**Problem statement**
Rewrite these records with every "Get" changed to "Locate" and nothing else altered. Leave out the pictures.

**Entries supplied**
——
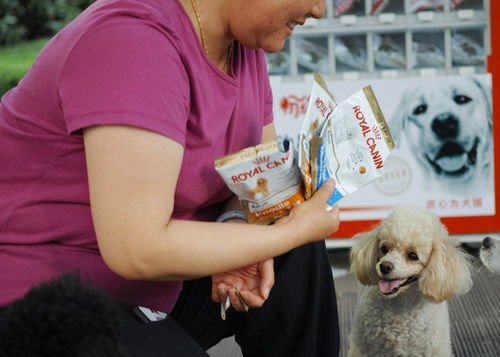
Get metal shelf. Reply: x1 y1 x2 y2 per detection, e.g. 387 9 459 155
268 0 491 81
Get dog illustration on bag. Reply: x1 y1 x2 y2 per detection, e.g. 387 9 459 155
247 177 269 200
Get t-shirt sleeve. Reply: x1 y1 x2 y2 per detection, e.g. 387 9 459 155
260 51 274 125
59 17 190 145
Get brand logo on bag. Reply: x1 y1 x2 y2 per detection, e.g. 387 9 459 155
231 152 290 183
252 156 269 166
314 97 335 118
352 105 384 169
280 95 309 118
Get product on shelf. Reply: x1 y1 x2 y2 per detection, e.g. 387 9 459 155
295 36 329 73
451 32 485 66
412 41 445 67
412 32 446 68
409 0 444 13
335 37 367 71
335 0 364 16
370 0 390 16
373 34 406 69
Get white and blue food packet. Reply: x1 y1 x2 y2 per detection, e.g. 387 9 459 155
299 73 394 207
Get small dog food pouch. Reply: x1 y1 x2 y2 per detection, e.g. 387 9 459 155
214 140 305 224
310 86 394 206
299 72 337 199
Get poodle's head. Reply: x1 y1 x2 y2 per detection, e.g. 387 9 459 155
351 206 471 302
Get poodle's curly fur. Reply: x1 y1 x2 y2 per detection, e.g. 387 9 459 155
349 206 472 357
0 274 126 357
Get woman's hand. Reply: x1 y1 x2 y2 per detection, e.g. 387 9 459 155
276 178 340 243
212 259 274 311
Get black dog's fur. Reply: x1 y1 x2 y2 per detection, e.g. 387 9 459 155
0 274 126 357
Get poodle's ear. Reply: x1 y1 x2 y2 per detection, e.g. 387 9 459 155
350 227 380 285
419 238 472 303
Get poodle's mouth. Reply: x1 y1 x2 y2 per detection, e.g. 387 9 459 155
378 276 418 295
426 138 479 177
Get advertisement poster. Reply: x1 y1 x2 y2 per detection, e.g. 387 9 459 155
273 73 496 233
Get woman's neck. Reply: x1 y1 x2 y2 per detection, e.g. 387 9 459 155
180 0 234 71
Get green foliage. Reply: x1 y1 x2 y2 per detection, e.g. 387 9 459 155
0 38 47 96
0 0 95 45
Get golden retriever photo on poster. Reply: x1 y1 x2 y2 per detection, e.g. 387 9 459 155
390 76 493 194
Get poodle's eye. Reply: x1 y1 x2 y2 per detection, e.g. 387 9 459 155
408 252 418 260
413 104 427 115
453 94 472 104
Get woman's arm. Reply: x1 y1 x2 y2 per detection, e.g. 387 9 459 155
84 126 338 280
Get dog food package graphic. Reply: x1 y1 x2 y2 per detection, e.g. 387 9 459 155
215 140 305 224
304 86 394 206
299 72 337 199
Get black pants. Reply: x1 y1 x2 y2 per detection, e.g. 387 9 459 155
123 242 339 357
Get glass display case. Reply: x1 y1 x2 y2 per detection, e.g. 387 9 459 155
267 0 490 80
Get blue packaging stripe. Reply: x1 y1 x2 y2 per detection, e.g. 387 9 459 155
326 189 344 206
316 144 344 206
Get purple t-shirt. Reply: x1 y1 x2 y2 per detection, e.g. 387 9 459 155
0 0 272 311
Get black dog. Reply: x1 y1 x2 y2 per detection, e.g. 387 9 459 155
0 274 126 357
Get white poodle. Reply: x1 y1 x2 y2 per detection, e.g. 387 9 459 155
349 206 472 357
479 237 500 274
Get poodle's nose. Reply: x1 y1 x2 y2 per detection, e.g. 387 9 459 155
380 262 394 275
431 113 459 140
483 237 493 248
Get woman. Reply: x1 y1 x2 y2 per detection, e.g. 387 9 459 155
0 0 339 357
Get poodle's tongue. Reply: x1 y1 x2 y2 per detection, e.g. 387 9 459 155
378 279 403 294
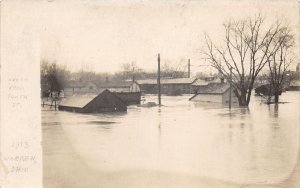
——
**Problem solution**
Locate metal shelf. Reply: x1 y1 x2 y2 per detection, e.g. 387 9 459 155
268 0 491 81
Locate dog illustration on bag. Reply: x1 y1 x2 y2 per detection, e.g. 387 9 459 155
247 177 269 200
Locate t-shirt sleeve. Reply: x1 y1 x2 y2 per detection, e.g. 387 9 459 155
260 51 274 125
59 17 190 145
Locate brand logo on bag. Reply: x1 y1 x2 y2 per detection, e.g. 387 9 459 155
231 152 290 183
252 156 269 166
314 97 335 118
352 105 384 169
280 95 309 118
Locate product on shelf. Reply: x1 y1 x2 y2 per detection, e.g. 387 9 459 155
295 36 329 73
451 32 485 66
412 41 445 67
412 32 446 68
409 0 444 13
335 37 367 71
335 0 364 16
370 0 390 16
373 34 406 69
Locate white and blue food packet. Reply: x1 y1 x2 y2 per detection, e.g. 387 9 459 155
299 73 394 207
Locate small dog food pouch. Reply: x1 y1 x2 y2 per detection, e.g. 387 9 459 155
214 140 305 224
310 86 394 206
299 72 337 199
Locate poodle's head. Reply: x1 y1 x2 y2 per detection, e.g. 387 9 459 155
351 206 471 302
Locate poodle's curly fur. Reply: x1 y1 x2 y2 per detection, e.g. 387 9 459 155
349 206 472 357
0 274 126 357
Locate woman's hand. Reply: x1 y1 x2 y2 per detection, e.g. 387 9 459 155
276 178 340 243
212 259 274 311
Locate black dog's fur. Reply: x1 y1 x2 y2 per detection, e.g. 387 9 459 155
0 274 126 357
Locate poodle's ear. Reply: x1 y1 x2 y2 per detection, e.g. 387 9 459 155
350 227 380 285
419 238 472 303
Locate poodle's mouth. Reply: x1 y1 x2 y2 per detection, e.g. 387 9 459 155
378 276 418 295
426 138 479 177
Locate advertisement poster. Reply: x1 y1 x2 y2 per detection, e.g. 387 9 459 155
273 73 496 233
Locate woman's neck. Reply: x1 y1 x2 y2 per detection, e.g. 387 9 459 155
180 0 234 71
Locate green foliage. Reply: x1 y1 x2 y2 per detection, e.g. 387 9 459 155
0 38 47 96
0 0 95 45
Locate golden retriever photo on poster. Reply: x1 y1 x2 y2 per detection, e.g. 387 9 459 155
390 76 493 194
Locate poodle's eye. Reply: x1 y1 x2 y2 per detection, e.g. 387 9 459 155
408 252 418 260
413 104 427 115
453 94 472 104
Locate woman's arm. Reply: x1 y1 x2 y2 per detection, e.g. 387 9 459 155
84 126 338 280
Locate dog food package graphic. Reply: x1 y1 x2 y2 per detection, e.g. 387 9 459 155
215 140 305 224
304 86 394 206
299 72 337 199
Locate black pants. Reply: x1 y1 x2 y2 per detection, e.g. 387 9 459 155
123 242 339 357
Locate glass display case. Reply: x1 y1 x2 y2 per detection, e.g. 387 9 459 155
267 0 490 80
Locate blue packaging stripe. Reply: x1 y1 x2 y2 per detection, e.g. 387 9 459 155
326 189 344 206
316 144 344 206
Locate purple t-shirt. Reply: x1 y1 x2 y2 per detection, e.g. 387 9 459 155
0 0 272 311
Locate black dog. Reply: x1 y1 x2 y2 per detection, e.g. 387 9 459 155
0 274 126 357
Locate white poodle. Reply: x1 y1 x2 y2 per detection, e.g. 387 9 459 155
349 206 472 357
479 237 500 274
Locate poodle's nose. Reply: x1 y1 x2 y2 per detection, e.g. 387 9 459 155
380 262 394 275
431 113 459 140
483 237 493 248
Locate woman. Reply: x1 y1 x2 y2 per detection, e.g. 387 9 459 155
0 0 339 357
Locate poodle's tongue. Reply: x1 y1 x2 y2 per detection, e.g. 387 9 459 155
378 279 403 294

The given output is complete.